··· EXTRAIT PRÉSENTÉ
Dans un monde obscur battu par les pluies, le jeune Yorsh, dernier des elfes (race exterminée par les humains qui en ont peur), a dû fuir son village dévasté. Un homme et une femme vont le conduire jusqu'aux terres du dernier dragon, en prenant tous les risques car c'est interdit par la loi de se trouver en présence d'un elfe. Là, il doit accomplir une ancienne prophétie en devenant le gardien du dragon. Mais c'est sans savoir qu'une autre prédiction l'attend encore, qui l'entraînera plus loin.
Je rends quand même tout de suite justice à la plume de Silvana de Mari : le texte est fluide, l'écriture est bonne (ici, la traduction), le tout s'enchaîne plutôt bien, tout est clair et on peut plonger facilement dans l'histoire.
Cependant, ce qui fait que je n'ai absolument pas accroché, c'est sa reprise des figures fantastiques. Elle a essayé d'insuffler à ses personnages ultra classiques, de nouvelles personnalités, qui pourraient les démarquer des figures qu'on a l'habitude de voir. Mais, pour moi, elle a été trop loin.
Je me représente les elfes comme des êtres majestueux, d'une suprême intelligence (ce qui en fait des êtres un peu/beaucoup, imbus d'eux-mêmes), possédant une magie hors du commun mais délicate, et étant très proche de la nature (ce qui leur permet d'avoir une très grande sensibilité émotionnelle et une grande force de compassion envers tous les êtres vivants). Cette représentation est tenace et on la retrouve dans tous les grands classiques, littéraires ou cinématographiques. Avec des petits changements de-ci de-là pour varier les plaisirs. Mais Silvana de Mari a ici touché à ces fondements, d'un peu trop près.
······
··· DONNÉES FOURNIES
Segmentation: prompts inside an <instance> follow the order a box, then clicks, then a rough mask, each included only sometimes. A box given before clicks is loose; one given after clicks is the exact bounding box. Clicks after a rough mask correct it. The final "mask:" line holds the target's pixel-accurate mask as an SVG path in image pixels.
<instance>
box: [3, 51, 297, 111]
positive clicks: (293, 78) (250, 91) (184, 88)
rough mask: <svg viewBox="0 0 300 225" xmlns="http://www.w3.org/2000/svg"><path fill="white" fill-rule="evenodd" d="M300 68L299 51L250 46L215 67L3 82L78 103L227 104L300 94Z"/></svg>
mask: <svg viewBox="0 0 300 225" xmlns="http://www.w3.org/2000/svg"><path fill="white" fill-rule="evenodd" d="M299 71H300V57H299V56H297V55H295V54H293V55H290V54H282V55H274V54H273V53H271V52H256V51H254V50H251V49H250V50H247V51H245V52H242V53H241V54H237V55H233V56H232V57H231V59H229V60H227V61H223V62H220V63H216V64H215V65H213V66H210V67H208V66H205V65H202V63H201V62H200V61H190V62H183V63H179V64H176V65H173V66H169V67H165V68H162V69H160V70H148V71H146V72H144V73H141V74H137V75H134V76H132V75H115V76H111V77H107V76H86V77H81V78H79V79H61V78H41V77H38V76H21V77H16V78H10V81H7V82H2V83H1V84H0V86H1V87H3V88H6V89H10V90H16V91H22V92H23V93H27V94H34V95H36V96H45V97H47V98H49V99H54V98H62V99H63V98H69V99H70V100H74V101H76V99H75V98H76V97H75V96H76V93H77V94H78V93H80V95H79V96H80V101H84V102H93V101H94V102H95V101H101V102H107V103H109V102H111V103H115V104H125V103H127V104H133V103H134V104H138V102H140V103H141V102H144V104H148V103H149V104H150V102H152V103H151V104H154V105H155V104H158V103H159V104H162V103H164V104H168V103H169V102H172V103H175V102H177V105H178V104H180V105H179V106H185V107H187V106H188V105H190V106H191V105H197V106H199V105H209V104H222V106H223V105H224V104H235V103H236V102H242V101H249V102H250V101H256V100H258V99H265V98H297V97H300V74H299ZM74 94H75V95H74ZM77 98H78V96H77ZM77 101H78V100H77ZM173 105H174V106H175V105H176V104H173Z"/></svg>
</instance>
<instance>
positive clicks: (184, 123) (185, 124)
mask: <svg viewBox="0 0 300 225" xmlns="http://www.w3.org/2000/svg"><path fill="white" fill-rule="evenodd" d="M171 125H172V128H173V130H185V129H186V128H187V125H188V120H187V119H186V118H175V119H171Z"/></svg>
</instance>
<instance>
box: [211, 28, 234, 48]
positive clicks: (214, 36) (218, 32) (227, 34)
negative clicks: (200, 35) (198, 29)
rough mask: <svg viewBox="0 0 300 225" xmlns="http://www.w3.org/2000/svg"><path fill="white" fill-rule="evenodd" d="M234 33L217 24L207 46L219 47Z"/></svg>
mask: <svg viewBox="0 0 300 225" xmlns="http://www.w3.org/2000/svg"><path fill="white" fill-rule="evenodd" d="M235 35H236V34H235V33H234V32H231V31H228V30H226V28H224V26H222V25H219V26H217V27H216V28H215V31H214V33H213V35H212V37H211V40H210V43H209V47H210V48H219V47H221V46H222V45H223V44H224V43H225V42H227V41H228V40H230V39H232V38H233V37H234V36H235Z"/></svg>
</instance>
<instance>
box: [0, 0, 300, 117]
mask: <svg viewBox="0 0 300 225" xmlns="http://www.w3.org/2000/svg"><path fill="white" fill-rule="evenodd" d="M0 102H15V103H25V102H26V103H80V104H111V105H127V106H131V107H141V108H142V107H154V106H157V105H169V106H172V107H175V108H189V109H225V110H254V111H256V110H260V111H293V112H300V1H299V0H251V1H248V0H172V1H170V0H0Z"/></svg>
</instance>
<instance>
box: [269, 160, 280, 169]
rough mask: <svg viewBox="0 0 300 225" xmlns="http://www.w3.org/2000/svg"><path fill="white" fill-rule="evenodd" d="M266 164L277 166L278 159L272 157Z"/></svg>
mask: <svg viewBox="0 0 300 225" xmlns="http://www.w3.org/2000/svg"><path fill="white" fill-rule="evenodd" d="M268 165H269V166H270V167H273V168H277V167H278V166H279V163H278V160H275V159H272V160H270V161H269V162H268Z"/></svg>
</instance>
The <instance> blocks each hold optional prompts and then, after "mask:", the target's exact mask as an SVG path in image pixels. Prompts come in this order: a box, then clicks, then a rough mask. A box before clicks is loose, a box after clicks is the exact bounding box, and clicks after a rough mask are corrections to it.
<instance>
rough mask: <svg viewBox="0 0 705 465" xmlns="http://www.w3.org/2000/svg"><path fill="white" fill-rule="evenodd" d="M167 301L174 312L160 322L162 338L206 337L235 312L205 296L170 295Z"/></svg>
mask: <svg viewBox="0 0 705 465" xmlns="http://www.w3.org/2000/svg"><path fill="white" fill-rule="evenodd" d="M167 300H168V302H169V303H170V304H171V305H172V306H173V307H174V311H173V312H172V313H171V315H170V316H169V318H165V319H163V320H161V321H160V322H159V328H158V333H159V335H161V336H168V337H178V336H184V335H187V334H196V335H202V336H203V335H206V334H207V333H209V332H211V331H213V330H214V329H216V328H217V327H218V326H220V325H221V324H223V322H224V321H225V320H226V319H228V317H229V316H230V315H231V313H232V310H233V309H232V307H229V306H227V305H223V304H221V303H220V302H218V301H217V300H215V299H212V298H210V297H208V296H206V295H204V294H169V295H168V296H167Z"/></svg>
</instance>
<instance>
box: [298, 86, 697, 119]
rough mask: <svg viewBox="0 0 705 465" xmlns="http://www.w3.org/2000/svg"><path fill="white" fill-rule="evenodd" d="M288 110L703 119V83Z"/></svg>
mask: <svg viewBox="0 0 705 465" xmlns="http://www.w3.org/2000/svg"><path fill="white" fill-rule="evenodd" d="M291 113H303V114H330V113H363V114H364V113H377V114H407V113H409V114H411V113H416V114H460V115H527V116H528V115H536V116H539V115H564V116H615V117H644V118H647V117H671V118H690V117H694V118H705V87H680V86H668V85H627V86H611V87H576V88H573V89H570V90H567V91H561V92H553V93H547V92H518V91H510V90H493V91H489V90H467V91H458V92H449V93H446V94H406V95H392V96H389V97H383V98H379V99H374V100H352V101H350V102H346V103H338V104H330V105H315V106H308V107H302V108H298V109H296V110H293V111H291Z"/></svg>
······
_COMMENT PROCÉDER_
Recopiez la critique du livre depuis « Cependant, ce qui » jusqu'à « été trop loin. » inclus, en changeant « personnages » en « héros ».

_RÉSULTAT OBTENU_
Cependant, ce qui fait que je n'ai absolument pas accroché, c'est sa reprise des figures fantastiques. Elle a essayé d'insuffler à ses héros ultra classiques, de nouvelles personnalités, qui pourraient les démarquer des figures qu'on a l'habitude de voir. Mais, pour moi, elle a été trop loin.